PASSAGE Block Start

Matrix Platform `v0.3.0`: Unified integration, sampling and model stability

The release introduces a new unified integration layer, a sampling mechanism and a suite of stability metrics.

Tip

To check out this release, run git checkout v0.3.0.

Key Enhancements

Unified integration layer and Spoke integration

So far, the process of integrating datasets has been ad-hoc, in the sense that we need to add additional pipeline steps for each source. Over time, we've learned that this process is fairly structured, i.e.,

Transform the nodes into our unified format
Transform the edges into our unified format
Normalize nodes identifiers (CURIEs) to ensure the same identifier universe is used

We've implemented this streamlined process across all of our sources, hugely simplifying the integration of new sources. Moreover, we've setup the integration for Spoke, a new knowledge graph that we aim to use in the future.

Sample pipeline

The matrix pipeline integrates a wide variety of data sources, and trains complex machine models on top. Over time, the pipeline grew tremendously, rendering end-to-end runs on real data intractable for development purposes. To speed this up, we had implemented runs on synthetic data. This technique has proven quite relevant during the initial stage of introducing new features, but it failed to surface issues related to the data quality of our sources.

To bridge this gap, we've introduced the ability to run the pipeline on a sample of data, giving more confidence that the pipeline will run end-to-end in a timely manner. The sample pipeline samples the integrated knowledge graph, therefore this feature is available to the embeddings pipeline and on.

PASSAGE Block End
RECORDS Block Start

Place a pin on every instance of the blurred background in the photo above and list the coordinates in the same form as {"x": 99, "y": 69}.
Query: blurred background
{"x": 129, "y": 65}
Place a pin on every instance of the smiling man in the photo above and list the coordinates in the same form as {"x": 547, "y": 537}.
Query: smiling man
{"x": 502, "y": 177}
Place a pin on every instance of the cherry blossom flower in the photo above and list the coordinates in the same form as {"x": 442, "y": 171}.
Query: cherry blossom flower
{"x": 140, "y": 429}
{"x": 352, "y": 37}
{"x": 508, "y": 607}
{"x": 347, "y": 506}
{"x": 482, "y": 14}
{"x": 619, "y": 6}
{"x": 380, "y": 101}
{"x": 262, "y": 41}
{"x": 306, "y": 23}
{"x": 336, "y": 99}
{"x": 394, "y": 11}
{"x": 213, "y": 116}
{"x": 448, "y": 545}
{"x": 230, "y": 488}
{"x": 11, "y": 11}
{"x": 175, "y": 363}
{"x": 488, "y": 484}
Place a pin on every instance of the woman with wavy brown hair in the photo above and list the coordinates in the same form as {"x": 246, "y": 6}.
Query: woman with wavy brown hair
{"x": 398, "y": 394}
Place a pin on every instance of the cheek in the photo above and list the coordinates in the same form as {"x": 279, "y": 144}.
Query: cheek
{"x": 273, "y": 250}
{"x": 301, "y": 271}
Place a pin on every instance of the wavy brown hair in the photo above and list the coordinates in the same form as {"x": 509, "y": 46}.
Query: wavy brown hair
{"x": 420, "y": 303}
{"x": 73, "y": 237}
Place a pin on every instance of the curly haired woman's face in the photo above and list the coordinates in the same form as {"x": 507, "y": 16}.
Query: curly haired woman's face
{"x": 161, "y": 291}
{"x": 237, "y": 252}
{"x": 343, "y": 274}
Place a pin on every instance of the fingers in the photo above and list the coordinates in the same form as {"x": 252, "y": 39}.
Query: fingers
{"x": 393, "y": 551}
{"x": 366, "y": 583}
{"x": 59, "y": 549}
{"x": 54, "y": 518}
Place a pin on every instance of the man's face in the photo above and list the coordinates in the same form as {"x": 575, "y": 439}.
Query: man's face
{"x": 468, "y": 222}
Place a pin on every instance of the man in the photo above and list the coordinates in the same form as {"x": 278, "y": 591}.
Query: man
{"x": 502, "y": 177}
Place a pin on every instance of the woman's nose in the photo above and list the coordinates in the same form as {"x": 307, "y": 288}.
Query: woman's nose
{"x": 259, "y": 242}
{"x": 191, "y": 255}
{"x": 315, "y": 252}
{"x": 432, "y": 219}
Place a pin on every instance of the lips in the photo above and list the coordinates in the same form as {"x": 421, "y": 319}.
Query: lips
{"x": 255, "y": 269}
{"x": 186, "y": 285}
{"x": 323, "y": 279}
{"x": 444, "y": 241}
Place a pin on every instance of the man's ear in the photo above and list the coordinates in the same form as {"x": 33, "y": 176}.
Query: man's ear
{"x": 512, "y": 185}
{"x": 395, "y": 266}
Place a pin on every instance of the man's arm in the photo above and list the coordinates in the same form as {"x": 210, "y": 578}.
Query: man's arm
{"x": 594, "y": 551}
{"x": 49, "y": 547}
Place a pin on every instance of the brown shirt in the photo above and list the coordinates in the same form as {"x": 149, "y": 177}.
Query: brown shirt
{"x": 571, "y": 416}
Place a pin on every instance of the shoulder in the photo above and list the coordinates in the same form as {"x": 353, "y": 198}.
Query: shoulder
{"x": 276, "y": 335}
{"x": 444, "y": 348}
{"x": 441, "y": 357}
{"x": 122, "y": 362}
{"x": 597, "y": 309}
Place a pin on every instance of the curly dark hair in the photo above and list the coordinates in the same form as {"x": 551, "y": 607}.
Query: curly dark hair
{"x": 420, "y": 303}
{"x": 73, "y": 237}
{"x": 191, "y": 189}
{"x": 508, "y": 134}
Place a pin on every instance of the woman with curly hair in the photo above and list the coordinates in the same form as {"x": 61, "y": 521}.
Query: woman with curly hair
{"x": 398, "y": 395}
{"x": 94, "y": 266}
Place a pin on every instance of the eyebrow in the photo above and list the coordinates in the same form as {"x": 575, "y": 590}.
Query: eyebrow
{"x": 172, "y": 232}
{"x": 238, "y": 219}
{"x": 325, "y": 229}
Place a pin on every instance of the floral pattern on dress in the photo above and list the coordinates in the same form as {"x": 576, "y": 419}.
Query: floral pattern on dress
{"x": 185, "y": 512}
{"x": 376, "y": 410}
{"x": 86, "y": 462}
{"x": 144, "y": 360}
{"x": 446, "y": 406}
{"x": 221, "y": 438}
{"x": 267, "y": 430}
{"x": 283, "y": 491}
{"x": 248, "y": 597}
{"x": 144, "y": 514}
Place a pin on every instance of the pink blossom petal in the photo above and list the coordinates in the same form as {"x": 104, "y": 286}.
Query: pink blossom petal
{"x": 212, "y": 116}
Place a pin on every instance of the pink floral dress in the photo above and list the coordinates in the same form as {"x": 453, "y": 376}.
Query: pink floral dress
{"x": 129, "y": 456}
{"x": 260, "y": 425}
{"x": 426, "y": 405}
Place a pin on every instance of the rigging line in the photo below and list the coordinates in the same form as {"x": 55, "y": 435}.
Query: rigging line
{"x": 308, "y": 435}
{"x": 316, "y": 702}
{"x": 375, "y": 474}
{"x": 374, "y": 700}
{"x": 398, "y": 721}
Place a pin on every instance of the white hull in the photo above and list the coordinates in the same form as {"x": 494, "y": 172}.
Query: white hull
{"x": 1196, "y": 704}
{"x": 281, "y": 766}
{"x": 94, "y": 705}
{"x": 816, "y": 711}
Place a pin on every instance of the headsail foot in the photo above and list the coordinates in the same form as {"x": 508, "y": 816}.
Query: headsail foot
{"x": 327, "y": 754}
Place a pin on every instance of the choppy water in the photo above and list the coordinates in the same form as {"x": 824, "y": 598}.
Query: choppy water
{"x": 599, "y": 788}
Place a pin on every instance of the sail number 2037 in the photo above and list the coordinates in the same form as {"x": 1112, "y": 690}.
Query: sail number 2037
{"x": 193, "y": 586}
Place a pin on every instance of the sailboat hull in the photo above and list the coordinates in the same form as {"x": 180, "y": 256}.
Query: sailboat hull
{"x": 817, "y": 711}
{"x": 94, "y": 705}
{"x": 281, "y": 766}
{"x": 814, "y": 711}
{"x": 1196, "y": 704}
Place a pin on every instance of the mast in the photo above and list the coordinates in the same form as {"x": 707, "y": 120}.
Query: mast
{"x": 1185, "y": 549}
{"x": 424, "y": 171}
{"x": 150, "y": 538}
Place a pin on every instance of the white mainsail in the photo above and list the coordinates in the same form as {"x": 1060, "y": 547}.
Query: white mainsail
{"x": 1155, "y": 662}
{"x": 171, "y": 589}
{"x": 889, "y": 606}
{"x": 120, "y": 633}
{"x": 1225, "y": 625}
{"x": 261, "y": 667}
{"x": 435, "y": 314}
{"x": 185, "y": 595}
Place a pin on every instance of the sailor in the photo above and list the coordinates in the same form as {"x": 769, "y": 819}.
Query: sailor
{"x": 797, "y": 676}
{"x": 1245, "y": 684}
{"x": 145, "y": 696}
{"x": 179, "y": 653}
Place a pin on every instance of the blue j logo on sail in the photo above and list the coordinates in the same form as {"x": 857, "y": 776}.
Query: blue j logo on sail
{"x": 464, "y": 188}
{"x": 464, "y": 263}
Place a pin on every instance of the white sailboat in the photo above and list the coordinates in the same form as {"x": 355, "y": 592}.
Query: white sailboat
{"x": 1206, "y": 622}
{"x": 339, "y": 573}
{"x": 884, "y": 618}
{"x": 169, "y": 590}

RECORDS Block End

ACTIVITY A | In the Matrix Platform v0.3.0 release notes, what does the sample pipeline take its sample from?
ACTIVITY B | Please write the next part of the Matrix Platform v0.3.0 release notes, picking up after their final sentence.

ANSWER BOX A | The integrated knowledge graph.

ANSWER BOX B |
K-fold cross-validation and stability metrics

So far, our pipeline is producing a single model on the entire data. Though, it was still possible that we got lucky with our choice of seed, thereby getting a good model by coincidence. Good modes are stable, meaning that changes in subsets of data and seeds yield models with similar performance. We've updated our pipeline to train multiple models, on different subsets of data, allowing us to assess model stability.

We've also extended our pipeline evaluation suite to produce model stability metrics. The screenshot below shows a distribution of treat scores for the matrix across the folds.

Deploy Grafana and Prometheus for improved cluster observability

Workloads running on Kubernetes might fail due to them hitting resource limits. GCP provides some observability insights, but remains quite limited. We've therefore installed Grafana and Prometheus on the cluster.

Improved data tracking

Releases page

We can split our Matrix pipeline in two major stages, i.e., the process that produces a data release, i.e., an integrated knowledge graph, and the stage that trains the model. For each data release, we're now keeping track of data versions on our micro site.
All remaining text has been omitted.